- **REQUIREMENTS**:
Rewrite every line of the data below, starting at the line that contains "distant tree, formatted" and ending at the last line of the data, requests included. Scale each answer coordinate by 1.3 and round to whole numbers with halves rounded up, leaving the requests and their format samples unchanged.

## START RECORDS SHOWN

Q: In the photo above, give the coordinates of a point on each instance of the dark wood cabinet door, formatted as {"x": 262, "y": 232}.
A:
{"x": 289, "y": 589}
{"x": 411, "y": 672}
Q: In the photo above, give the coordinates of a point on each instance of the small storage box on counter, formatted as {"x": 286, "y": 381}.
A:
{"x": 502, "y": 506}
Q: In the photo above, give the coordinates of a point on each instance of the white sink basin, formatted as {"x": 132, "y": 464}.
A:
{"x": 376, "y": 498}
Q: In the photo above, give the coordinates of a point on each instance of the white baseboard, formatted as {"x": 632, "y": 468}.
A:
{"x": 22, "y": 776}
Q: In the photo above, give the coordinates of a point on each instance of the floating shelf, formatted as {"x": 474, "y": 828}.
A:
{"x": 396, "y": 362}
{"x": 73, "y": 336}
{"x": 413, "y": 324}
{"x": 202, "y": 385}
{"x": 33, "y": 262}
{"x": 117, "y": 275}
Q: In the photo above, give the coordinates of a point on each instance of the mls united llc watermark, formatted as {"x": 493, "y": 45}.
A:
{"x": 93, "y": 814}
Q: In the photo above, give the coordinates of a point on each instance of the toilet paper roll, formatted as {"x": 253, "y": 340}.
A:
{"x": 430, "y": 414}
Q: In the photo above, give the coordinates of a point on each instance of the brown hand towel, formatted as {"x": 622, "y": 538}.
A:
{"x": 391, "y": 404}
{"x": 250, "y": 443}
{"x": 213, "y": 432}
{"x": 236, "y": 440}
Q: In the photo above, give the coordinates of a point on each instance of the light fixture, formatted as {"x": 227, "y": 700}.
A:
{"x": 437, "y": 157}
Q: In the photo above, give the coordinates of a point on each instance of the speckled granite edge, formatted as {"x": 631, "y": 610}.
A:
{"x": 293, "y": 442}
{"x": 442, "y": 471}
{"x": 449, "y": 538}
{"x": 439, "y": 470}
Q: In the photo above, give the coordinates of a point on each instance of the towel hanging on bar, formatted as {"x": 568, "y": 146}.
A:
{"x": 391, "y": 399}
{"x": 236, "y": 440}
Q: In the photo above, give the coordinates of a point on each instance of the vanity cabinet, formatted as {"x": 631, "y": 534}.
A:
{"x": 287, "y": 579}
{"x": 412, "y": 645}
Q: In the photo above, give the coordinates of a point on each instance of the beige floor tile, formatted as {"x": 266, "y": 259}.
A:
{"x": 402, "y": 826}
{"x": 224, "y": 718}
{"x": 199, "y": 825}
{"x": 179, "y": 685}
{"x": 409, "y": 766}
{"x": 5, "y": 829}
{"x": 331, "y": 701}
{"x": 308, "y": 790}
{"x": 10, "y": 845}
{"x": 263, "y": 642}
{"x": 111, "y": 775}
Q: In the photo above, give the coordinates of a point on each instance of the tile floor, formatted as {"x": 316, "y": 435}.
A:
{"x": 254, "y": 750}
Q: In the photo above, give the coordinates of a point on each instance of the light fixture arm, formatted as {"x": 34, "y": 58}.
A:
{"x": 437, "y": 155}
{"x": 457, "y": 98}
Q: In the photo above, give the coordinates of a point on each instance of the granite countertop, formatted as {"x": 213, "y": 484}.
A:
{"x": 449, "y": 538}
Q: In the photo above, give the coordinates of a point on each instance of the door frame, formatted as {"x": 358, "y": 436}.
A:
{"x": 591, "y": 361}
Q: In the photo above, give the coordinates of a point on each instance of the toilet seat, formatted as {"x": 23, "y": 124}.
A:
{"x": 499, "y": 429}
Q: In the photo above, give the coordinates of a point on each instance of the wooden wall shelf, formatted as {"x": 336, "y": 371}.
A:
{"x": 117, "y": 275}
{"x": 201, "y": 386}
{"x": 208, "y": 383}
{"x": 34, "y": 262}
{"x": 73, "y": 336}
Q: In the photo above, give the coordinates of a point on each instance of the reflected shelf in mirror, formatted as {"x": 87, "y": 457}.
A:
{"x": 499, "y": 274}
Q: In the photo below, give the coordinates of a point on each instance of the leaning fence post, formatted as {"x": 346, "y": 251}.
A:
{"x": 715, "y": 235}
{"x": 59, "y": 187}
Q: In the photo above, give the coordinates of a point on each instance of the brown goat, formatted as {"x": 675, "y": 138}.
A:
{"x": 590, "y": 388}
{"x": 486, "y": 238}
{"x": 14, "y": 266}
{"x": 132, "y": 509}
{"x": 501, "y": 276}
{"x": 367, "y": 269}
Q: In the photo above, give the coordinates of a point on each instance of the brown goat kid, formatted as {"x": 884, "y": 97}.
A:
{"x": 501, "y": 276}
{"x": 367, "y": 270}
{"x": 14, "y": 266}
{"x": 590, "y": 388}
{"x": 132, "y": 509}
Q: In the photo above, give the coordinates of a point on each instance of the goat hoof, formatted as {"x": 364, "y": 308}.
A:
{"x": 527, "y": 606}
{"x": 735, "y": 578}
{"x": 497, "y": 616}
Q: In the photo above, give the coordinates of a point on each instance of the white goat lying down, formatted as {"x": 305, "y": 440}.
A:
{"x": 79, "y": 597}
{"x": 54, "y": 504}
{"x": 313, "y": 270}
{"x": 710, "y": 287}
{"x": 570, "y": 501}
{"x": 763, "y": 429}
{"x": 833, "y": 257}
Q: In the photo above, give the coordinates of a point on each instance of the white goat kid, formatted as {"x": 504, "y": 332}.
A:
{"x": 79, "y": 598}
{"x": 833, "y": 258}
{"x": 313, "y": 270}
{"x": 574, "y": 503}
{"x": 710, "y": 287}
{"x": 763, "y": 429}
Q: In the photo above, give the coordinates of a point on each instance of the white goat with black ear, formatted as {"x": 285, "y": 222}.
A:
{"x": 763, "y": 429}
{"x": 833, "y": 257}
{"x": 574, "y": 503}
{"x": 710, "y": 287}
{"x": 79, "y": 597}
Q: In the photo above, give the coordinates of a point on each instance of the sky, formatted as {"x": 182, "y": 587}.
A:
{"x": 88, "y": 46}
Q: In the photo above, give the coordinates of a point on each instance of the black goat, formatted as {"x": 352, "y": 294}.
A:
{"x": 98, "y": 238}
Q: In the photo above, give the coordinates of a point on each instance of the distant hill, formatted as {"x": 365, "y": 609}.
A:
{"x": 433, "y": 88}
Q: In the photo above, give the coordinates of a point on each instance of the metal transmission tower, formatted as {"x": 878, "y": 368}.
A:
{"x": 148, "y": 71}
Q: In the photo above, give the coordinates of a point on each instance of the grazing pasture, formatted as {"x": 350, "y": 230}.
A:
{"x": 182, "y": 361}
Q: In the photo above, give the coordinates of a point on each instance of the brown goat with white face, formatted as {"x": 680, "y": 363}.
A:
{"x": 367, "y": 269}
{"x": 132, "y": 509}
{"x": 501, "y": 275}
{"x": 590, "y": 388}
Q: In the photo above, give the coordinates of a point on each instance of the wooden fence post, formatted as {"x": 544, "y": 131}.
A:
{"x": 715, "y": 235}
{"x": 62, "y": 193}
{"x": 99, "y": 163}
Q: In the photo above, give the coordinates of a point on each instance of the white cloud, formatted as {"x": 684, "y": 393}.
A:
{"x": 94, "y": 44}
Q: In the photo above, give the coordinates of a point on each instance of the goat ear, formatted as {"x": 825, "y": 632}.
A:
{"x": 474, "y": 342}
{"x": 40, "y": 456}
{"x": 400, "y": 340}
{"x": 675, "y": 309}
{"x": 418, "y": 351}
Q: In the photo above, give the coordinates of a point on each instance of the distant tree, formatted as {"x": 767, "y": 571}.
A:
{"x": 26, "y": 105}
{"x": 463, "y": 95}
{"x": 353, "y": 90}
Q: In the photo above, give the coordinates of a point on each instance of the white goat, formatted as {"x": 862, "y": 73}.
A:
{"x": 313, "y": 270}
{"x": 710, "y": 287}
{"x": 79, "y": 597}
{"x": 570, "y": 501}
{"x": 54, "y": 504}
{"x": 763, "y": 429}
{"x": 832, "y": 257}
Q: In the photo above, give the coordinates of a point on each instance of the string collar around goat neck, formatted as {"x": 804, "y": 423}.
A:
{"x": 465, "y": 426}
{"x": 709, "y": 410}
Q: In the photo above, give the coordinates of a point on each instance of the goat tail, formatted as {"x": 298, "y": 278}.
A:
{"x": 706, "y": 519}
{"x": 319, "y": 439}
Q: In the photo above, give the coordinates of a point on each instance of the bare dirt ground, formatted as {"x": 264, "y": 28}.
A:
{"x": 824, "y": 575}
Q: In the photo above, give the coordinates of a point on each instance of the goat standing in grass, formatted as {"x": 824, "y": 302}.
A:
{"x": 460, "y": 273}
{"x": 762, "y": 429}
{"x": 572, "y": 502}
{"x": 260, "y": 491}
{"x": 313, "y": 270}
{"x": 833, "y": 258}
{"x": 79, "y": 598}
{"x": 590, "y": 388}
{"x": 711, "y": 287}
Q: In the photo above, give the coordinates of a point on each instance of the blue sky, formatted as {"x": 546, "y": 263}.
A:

## END RECORDS SHOWN

- **FULL OUTPUT**:
Q: In the photo above, give the coordinates of a point on each instance of the distant tree, formatted as {"x": 767, "y": 571}.
A:
{"x": 34, "y": 137}
{"x": 602, "y": 124}
{"x": 459, "y": 117}
Q: In the photo above, give the coordinates of a point on each instance of the white goat, formatted as {"x": 862, "y": 73}.
A:
{"x": 407, "y": 351}
{"x": 923, "y": 373}
{"x": 103, "y": 776}
{"x": 741, "y": 651}
{"x": 70, "y": 655}
{"x": 992, "y": 558}
{"x": 1082, "y": 334}
Q: In the photo above, give the coordinates of a point on each instance of the string collar around goat neck, formatted as {"x": 804, "y": 423}.
A:
{"x": 605, "y": 554}
{"x": 922, "y": 533}
Q: In the photo above, give the coordinates of a point on each instance of the goat tail, formatted as {"x": 298, "y": 278}.
A:
{"x": 918, "y": 675}
{"x": 415, "y": 571}
Q: In the photo above, give the coordinates of a point on each instance of the bare dirt ground, formatted as {"x": 264, "y": 28}.
A:
{"x": 1071, "y": 748}
Q: In the photo above, give the coordinates of a point on each instance of the goat standing in grass, formatted as {"x": 824, "y": 302}.
A:
{"x": 598, "y": 355}
{"x": 991, "y": 558}
{"x": 744, "y": 653}
{"x": 338, "y": 638}
{"x": 407, "y": 351}
{"x": 1083, "y": 335}
{"x": 103, "y": 777}
{"x": 767, "y": 504}
{"x": 924, "y": 373}
Q: In the photo above, give the coordinates of a point on each instance of the blue sky, formatted as {"x": 546, "y": 263}.
A:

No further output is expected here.